— Start of Source material —
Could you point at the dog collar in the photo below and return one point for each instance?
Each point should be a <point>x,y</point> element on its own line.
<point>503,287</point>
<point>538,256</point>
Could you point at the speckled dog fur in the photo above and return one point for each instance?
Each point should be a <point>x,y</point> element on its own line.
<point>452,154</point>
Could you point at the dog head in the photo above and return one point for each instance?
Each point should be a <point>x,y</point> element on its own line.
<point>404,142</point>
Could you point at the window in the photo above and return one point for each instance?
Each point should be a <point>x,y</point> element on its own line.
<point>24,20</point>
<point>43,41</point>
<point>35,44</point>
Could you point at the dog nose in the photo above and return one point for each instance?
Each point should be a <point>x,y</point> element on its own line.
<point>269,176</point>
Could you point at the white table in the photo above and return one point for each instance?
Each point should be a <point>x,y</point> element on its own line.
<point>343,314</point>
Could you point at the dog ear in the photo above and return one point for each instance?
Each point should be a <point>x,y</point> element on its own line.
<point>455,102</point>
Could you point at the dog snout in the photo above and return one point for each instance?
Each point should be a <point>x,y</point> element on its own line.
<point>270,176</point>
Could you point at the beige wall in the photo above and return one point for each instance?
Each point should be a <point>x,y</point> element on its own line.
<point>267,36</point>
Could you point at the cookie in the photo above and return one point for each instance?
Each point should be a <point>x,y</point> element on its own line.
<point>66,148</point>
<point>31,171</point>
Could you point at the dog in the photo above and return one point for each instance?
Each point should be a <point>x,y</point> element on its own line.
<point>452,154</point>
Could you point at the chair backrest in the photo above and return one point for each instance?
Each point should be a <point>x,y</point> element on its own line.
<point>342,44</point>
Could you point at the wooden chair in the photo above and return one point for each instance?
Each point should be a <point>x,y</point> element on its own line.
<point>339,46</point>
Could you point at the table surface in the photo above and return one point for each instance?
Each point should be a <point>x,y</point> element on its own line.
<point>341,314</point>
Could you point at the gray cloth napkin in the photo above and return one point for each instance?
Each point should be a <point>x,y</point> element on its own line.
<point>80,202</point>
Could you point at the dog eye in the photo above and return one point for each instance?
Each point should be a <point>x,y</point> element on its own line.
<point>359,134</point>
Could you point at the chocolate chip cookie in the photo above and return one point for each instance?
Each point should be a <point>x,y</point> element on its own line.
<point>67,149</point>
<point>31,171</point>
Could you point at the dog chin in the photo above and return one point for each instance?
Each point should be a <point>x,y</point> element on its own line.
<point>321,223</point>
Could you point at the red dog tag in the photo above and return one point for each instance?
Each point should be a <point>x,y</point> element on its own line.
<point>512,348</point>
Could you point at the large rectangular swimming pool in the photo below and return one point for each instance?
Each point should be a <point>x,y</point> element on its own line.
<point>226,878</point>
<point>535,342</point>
— End of Source material —
Put every line of the records above into a JSON list of strings, with one string per line and no blank lines.

_Written response:_
[
  "Could you point at the dog collar in the photo below and return one point for each instance?",
  "Each point should be a <point>x,y</point> element on its own line.",
  "<point>503,287</point>",
  "<point>538,256</point>",
  "Could you point at the speckled dog fur in the photo above and return one point for each instance?",
  "Each point should be a <point>x,y</point> element on its own line.",
  "<point>452,154</point>",
  "Could you point at the dog head in the photo above and return one point for each instance?",
  "Each point should be a <point>x,y</point> element on its own line.",
  "<point>404,142</point>",
  "Could you point at the window in the photo above and return one point for each instance?",
  "Each point should be a <point>x,y</point> element on its own line.",
  "<point>24,20</point>",
  "<point>43,41</point>",
  "<point>35,44</point>",
  "Could you point at the dog nose in the photo above and return one point for each instance?",
  "Each point should be a <point>x,y</point> element on its own line.",
  "<point>269,176</point>",
  "Could you point at the white table in the photo above and return one point for each instance?",
  "Each point should be a <point>x,y</point> element on its own line.",
  "<point>343,314</point>",
  "Could you point at the dog ear in the photo above and return one point for each instance?",
  "Each point should be a <point>x,y</point> element on its own line.",
  "<point>455,102</point>",
  "Could you point at the dog snout in the photo above and return one point for each instance?",
  "Each point should be a <point>x,y</point> element on its own line.",
  "<point>270,176</point>",
  "Could you point at the beige wall in the photo above and return one point for each instance?",
  "Each point should be a <point>x,y</point> element on its own line.",
  "<point>267,36</point>",
  "Could you point at the cookie in the photo above and return one point for each instance?",
  "Each point should be a <point>x,y</point> element on its own line.",
  "<point>66,148</point>",
  "<point>31,171</point>",
  "Could you point at the dog in the photo above and return one point for each instance?",
  "Each point should be a <point>x,y</point> element on its own line.",
  "<point>452,154</point>",
  "Could you point at the chair backrest in the photo above and return one point for each instance?",
  "Each point should be a <point>x,y</point> element on its own line.",
  "<point>342,44</point>",
  "Could you point at the wooden chair in the photo above and return one point for each instance?",
  "Each point should be a <point>x,y</point> element on its own line.",
  "<point>339,46</point>",
  "Could you point at the table surface in the photo above and return one point for each instance?",
  "Each point should be a <point>x,y</point> element on its own line.",
  "<point>341,314</point>",
  "Could you point at the gray cloth napkin in the photo above and return one point for each instance?",
  "Each point should be a <point>x,y</point> element on its own line.",
  "<point>80,202</point>",
  "Could you point at the dog eye in the photo above and return one point for each instance?",
  "Each point should be a <point>x,y</point> element on its own line.",
  "<point>359,134</point>",
  "Could you point at the chocolate chip cookie in the photo above and return one point for each instance?",
  "Each point should be a <point>x,y</point> element on its own line.",
  "<point>67,149</point>",
  "<point>31,171</point>",
  "Could you point at the dog chin in the photo above and return one point for each instance?",
  "Each point should be a <point>x,y</point> element on its own line.",
  "<point>321,223</point>",
  "Could you point at the red dog tag in the photo above and return one point for each instance?",
  "Each point should be a <point>x,y</point> element on its own line.",
  "<point>512,348</point>",
  "Could you point at the large rectangular swimming pool in the photo below and return one point for each instance?",
  "Each point should be a <point>x,y</point> element on its own line.",
  "<point>226,878</point>",
  "<point>535,342</point>"
]